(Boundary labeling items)
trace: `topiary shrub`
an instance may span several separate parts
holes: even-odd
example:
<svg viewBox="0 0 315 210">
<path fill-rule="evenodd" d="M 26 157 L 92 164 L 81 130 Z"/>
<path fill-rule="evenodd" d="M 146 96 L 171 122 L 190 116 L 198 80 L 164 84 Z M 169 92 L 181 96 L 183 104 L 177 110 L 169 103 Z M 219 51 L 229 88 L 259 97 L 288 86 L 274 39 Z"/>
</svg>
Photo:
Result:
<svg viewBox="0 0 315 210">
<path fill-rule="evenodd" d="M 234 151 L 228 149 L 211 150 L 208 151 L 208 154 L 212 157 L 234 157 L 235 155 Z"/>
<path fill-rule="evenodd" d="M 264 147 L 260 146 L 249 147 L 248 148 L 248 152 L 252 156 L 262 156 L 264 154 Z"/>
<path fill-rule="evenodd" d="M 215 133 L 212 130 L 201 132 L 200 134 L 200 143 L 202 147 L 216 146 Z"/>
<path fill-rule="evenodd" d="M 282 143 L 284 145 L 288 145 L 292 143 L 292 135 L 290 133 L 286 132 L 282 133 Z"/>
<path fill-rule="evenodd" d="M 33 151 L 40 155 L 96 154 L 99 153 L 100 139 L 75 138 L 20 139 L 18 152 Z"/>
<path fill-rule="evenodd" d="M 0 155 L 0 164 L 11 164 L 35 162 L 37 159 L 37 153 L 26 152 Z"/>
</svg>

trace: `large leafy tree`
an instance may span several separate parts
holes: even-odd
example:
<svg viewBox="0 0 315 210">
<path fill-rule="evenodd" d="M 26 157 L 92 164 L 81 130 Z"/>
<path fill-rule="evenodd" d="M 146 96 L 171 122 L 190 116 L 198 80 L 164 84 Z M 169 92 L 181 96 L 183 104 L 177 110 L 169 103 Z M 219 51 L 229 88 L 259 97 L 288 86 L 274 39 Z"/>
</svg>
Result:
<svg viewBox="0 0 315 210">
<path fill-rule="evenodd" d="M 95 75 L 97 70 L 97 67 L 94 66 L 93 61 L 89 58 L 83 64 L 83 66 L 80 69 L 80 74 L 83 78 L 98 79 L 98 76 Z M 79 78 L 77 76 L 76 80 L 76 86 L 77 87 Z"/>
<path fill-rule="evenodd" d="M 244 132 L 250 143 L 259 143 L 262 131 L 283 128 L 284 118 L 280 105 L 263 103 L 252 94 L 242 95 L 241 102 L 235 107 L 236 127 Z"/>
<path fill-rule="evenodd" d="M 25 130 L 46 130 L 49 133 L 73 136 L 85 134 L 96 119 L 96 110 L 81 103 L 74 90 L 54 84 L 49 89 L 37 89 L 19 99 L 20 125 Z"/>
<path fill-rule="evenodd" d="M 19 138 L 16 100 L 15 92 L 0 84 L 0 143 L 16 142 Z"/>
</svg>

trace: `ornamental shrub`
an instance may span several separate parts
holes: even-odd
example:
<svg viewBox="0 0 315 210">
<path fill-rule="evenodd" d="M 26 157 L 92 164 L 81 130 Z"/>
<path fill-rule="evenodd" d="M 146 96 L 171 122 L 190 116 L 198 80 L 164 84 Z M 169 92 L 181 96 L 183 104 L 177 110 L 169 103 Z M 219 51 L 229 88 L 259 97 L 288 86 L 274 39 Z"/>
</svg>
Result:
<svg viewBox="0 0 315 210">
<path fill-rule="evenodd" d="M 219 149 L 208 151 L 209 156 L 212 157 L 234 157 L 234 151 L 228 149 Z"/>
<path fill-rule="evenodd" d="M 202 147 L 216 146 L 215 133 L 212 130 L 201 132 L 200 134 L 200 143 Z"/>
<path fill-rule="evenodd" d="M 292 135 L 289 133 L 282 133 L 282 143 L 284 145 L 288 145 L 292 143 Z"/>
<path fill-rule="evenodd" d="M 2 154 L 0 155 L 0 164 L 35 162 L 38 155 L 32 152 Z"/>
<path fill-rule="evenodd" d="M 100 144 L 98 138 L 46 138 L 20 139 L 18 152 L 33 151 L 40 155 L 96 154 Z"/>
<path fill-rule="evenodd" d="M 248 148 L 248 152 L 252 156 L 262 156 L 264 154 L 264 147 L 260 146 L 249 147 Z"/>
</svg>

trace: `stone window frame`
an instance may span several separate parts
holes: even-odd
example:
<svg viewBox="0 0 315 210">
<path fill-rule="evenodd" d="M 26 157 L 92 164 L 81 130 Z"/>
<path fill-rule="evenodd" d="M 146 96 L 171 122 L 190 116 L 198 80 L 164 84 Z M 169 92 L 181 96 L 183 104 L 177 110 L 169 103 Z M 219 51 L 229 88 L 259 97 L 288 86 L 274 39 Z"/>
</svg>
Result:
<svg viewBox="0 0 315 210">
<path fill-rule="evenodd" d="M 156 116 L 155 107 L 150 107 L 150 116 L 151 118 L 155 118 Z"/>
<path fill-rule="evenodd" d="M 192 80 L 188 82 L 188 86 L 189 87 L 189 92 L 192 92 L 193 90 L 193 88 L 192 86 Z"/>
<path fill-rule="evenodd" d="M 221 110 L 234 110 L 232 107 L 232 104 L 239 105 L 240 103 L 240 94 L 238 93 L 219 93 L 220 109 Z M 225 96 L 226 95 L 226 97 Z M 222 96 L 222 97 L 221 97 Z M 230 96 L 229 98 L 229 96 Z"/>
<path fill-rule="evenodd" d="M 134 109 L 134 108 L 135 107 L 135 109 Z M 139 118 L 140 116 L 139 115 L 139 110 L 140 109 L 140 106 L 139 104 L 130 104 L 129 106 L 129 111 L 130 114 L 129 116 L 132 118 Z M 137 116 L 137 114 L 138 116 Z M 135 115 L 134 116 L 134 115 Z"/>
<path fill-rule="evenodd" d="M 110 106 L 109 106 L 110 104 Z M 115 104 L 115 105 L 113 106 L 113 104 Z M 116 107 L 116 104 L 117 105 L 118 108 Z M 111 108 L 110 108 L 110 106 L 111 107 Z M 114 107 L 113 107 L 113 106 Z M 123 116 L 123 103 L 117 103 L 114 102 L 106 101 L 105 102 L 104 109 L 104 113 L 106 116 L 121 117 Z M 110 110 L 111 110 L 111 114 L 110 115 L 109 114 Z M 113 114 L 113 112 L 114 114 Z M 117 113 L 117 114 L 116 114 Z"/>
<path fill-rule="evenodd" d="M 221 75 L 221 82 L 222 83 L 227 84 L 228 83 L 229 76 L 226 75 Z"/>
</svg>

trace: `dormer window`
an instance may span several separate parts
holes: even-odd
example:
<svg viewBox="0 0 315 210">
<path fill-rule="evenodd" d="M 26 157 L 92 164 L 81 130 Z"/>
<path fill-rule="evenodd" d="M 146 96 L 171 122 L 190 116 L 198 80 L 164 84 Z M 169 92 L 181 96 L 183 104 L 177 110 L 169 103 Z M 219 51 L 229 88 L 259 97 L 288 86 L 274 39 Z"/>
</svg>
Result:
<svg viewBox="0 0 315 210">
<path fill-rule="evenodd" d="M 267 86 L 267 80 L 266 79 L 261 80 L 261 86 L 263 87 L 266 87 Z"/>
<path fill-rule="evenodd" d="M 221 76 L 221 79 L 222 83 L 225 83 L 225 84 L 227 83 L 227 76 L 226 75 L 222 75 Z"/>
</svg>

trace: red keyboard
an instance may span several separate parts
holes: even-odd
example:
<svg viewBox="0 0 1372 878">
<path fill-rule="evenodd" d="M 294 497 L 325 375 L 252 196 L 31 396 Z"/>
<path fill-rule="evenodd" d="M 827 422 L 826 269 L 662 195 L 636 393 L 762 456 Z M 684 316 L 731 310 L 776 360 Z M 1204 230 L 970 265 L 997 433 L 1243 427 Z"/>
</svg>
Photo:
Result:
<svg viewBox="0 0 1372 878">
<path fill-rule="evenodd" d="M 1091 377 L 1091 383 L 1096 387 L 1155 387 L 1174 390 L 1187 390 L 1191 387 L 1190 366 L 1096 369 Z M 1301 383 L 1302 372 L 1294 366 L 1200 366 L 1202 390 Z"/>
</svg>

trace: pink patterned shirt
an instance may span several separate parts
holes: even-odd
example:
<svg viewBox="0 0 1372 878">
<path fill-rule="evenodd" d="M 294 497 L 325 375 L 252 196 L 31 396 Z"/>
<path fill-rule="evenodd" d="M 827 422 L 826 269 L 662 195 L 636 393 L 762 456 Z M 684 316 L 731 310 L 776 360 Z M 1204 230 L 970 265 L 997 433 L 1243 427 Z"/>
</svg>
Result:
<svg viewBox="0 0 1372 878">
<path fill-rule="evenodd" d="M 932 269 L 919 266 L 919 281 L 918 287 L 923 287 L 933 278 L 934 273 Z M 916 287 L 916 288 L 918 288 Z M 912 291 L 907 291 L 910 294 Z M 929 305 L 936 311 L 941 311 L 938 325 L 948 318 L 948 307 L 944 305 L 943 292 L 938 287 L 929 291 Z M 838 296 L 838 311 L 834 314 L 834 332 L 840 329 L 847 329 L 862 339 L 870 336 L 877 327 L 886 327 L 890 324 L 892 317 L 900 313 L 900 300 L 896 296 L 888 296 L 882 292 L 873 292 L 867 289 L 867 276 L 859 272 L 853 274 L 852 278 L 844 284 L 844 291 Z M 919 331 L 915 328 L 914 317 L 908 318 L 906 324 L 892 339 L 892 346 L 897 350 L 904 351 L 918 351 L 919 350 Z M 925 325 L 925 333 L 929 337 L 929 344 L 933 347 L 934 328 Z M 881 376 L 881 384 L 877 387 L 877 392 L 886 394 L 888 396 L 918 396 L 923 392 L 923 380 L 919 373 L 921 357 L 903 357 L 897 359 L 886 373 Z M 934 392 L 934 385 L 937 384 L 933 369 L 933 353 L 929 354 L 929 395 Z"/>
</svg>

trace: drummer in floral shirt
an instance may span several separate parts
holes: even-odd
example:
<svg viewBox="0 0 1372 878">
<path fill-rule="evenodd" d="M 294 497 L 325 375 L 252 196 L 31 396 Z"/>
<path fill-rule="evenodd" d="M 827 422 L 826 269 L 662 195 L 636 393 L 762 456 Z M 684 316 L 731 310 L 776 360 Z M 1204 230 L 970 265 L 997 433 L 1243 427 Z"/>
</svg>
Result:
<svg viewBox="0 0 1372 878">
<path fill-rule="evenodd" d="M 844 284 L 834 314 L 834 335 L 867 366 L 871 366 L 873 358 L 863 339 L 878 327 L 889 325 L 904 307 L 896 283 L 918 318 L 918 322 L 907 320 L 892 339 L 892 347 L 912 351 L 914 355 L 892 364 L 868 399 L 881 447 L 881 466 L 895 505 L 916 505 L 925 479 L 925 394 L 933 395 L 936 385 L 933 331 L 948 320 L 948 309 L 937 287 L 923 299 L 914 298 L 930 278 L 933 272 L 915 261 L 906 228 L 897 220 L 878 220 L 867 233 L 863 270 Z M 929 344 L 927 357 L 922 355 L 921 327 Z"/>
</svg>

▶ [What you have to do]:
Turn the records from the line containing "trace: drummer in floral shirt" through the end of the records into a JSON list of strings, one string per line and no blank lines.

▶ [Answer to the exercise]:
[
  "trace: drummer in floral shirt",
  "an instance may span several separate parts",
  "holes: even-odd",
  "example:",
  "<svg viewBox=\"0 0 1372 878\">",
  "<path fill-rule=\"evenodd\" d=\"M 294 497 L 325 375 L 252 196 L 31 396 Z\"/>",
  "<path fill-rule=\"evenodd\" d=\"M 827 422 L 826 269 L 662 195 L 636 393 L 762 456 Z M 684 316 L 731 310 L 776 360 Z M 1204 230 L 970 265 L 997 433 L 1243 427 Z\"/>",
  "</svg>",
  "Result:",
  "<svg viewBox=\"0 0 1372 878\">",
  "<path fill-rule=\"evenodd\" d=\"M 844 284 L 834 314 L 834 335 L 867 366 L 871 366 L 873 358 L 863 339 L 878 327 L 889 325 L 904 307 L 896 283 L 918 318 L 918 322 L 907 320 L 892 339 L 892 347 L 912 351 L 914 355 L 892 364 L 868 399 L 881 447 L 881 466 L 895 505 L 916 505 L 925 479 L 925 394 L 933 395 L 936 385 L 933 331 L 948 320 L 948 309 L 937 287 L 923 299 L 914 298 L 930 278 L 933 272 L 915 261 L 906 228 L 897 220 L 878 220 L 867 233 L 863 270 Z M 929 344 L 927 357 L 922 355 L 921 327 Z\"/>",
  "</svg>"
]